Recast the lines of the records, from the line holding "trace overcast sky, every instance" through the end of the records, inclusive, as a Markdown table with the columns Row and Line, one numbered row per line, leaving out blank lines.
====== Data supplied
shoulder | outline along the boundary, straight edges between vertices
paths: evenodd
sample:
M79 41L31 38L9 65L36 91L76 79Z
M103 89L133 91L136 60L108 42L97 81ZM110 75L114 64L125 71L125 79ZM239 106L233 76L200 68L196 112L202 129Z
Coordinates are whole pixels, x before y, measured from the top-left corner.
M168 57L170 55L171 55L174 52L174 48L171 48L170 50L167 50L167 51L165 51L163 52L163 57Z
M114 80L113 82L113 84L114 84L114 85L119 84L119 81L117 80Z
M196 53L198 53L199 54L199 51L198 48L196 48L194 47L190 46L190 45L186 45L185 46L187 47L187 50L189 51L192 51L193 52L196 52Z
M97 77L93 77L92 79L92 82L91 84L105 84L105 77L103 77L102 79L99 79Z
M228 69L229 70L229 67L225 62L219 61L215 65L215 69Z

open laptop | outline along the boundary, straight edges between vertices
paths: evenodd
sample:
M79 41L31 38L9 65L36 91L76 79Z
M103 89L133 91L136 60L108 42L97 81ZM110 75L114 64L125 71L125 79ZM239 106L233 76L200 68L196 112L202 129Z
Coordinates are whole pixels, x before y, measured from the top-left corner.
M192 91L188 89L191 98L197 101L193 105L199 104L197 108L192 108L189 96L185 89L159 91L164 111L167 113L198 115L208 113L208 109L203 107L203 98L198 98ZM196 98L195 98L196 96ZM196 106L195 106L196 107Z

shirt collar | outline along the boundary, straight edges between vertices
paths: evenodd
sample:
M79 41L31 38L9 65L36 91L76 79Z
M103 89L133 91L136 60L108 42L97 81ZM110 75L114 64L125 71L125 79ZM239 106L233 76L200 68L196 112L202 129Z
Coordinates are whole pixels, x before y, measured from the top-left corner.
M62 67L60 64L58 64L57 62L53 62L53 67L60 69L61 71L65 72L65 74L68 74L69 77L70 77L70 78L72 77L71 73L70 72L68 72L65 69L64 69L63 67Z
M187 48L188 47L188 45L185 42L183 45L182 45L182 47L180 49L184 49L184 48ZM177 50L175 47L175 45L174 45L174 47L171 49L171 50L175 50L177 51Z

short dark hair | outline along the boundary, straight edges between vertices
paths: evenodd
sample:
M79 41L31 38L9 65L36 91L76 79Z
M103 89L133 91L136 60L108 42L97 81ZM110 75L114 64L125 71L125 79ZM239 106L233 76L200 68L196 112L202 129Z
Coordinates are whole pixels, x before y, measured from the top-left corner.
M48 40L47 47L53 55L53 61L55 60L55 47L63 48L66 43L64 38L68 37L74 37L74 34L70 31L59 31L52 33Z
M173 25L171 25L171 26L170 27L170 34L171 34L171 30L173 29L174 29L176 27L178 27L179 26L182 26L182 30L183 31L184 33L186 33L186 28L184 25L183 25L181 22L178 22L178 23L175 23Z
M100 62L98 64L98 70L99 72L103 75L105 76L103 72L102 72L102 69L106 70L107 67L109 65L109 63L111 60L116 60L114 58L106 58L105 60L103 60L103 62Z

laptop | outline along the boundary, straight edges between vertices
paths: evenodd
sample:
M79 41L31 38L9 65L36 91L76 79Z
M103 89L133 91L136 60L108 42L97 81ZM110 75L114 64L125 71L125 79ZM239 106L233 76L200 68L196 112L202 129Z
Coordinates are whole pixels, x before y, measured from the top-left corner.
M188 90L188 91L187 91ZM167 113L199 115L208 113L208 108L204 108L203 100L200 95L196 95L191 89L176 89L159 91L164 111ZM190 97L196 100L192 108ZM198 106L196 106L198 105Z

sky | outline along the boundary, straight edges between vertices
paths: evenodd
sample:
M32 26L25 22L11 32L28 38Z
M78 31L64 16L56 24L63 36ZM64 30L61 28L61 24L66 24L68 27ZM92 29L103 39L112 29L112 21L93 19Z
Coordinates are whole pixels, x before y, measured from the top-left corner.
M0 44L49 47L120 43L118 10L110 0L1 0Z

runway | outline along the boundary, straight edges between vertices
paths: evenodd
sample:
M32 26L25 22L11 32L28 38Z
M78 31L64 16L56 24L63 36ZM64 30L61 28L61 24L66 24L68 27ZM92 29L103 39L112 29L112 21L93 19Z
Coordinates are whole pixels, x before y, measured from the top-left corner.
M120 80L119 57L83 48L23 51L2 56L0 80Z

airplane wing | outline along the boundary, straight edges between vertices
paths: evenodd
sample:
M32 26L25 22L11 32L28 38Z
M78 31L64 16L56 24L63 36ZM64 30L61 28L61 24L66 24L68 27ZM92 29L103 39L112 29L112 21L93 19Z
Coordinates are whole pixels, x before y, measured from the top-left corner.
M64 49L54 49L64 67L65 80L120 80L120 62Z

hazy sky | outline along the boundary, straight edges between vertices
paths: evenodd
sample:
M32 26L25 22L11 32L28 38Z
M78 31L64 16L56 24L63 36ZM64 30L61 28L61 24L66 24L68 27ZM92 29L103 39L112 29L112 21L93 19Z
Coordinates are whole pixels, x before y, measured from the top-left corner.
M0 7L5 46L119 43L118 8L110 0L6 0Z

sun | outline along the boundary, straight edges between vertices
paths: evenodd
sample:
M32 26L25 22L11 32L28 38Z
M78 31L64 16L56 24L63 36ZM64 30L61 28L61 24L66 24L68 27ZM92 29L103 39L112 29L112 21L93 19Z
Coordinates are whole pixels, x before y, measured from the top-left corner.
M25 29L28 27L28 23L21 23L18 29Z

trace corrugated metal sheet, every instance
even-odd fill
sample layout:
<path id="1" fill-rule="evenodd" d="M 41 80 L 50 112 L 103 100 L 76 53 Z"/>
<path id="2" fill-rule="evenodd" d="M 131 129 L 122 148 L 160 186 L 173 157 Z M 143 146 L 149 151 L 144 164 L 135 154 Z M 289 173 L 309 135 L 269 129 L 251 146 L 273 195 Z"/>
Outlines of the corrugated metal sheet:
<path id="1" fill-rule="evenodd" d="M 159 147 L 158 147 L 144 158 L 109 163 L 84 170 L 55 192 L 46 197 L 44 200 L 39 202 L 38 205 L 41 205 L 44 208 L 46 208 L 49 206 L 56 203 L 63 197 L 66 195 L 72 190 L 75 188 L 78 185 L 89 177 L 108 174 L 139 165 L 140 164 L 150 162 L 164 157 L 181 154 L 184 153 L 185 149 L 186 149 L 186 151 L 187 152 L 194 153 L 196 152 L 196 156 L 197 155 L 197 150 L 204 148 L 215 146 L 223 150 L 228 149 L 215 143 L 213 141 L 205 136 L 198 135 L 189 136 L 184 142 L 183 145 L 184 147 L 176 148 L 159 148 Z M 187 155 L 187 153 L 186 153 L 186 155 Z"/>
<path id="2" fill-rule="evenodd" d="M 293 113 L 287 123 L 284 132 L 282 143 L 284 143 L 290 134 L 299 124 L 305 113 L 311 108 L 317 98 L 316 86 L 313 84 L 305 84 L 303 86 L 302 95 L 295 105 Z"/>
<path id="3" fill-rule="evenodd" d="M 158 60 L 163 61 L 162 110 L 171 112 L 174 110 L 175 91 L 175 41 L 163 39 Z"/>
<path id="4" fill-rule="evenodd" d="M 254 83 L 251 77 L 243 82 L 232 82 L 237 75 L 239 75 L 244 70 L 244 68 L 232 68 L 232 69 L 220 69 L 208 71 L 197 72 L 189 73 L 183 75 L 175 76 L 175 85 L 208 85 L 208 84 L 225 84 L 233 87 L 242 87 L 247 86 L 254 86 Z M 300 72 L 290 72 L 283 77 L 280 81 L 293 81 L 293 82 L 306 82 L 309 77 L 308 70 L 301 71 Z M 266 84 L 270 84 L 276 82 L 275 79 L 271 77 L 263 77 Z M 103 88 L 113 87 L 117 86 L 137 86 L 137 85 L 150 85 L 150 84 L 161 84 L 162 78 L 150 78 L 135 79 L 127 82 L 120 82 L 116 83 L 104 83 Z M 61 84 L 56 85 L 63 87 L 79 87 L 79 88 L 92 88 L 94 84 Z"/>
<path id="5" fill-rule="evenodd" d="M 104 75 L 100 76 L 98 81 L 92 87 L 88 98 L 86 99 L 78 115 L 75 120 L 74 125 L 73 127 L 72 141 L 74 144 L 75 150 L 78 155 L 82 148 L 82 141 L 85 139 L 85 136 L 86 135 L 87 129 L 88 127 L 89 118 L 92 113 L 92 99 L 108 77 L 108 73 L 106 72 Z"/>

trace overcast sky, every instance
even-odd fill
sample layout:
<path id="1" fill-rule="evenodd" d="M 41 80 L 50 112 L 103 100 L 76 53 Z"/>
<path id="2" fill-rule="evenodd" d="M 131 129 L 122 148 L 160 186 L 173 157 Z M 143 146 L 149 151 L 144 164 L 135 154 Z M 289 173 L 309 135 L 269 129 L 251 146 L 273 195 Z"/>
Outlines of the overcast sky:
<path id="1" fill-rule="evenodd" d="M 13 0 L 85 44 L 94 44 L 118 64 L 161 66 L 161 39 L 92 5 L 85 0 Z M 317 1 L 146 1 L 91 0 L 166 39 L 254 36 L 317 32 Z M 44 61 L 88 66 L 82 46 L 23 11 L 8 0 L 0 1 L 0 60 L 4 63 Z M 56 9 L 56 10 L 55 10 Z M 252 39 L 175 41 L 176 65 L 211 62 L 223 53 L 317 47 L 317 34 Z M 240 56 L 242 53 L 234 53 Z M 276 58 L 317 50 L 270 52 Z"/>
============
*Response:*
| Row | Line |
|---|---|
| 1 | trace overcast sky, every instance |
| 2 | even-odd fill |
| 3 | sample layout: |
| 4 | <path id="1" fill-rule="evenodd" d="M 41 80 L 50 112 L 103 100 L 76 53 Z"/> |
| 5 | <path id="2" fill-rule="evenodd" d="M 131 129 L 122 148 L 160 186 L 173 157 Z M 143 146 L 149 151 L 144 164 L 135 154 Z M 289 173 L 309 135 L 269 129 L 251 146 L 273 195 Z"/> |
| 6 | Outlines of the overcast sky: |
| 7 | <path id="1" fill-rule="evenodd" d="M 13 0 L 85 44 L 94 44 L 118 64 L 161 66 L 161 39 L 92 5 L 85 0 Z M 317 1 L 146 1 L 91 0 L 166 39 L 254 36 L 317 32 Z M 44 61 L 88 66 L 82 46 L 23 11 L 8 0 L 0 1 L 0 60 L 4 63 Z M 56 9 L 56 10 L 55 10 Z M 252 39 L 175 41 L 176 65 L 211 62 L 223 53 L 317 47 L 317 34 Z M 240 56 L 242 53 L 234 53 Z M 276 58 L 317 50 L 270 52 Z"/> |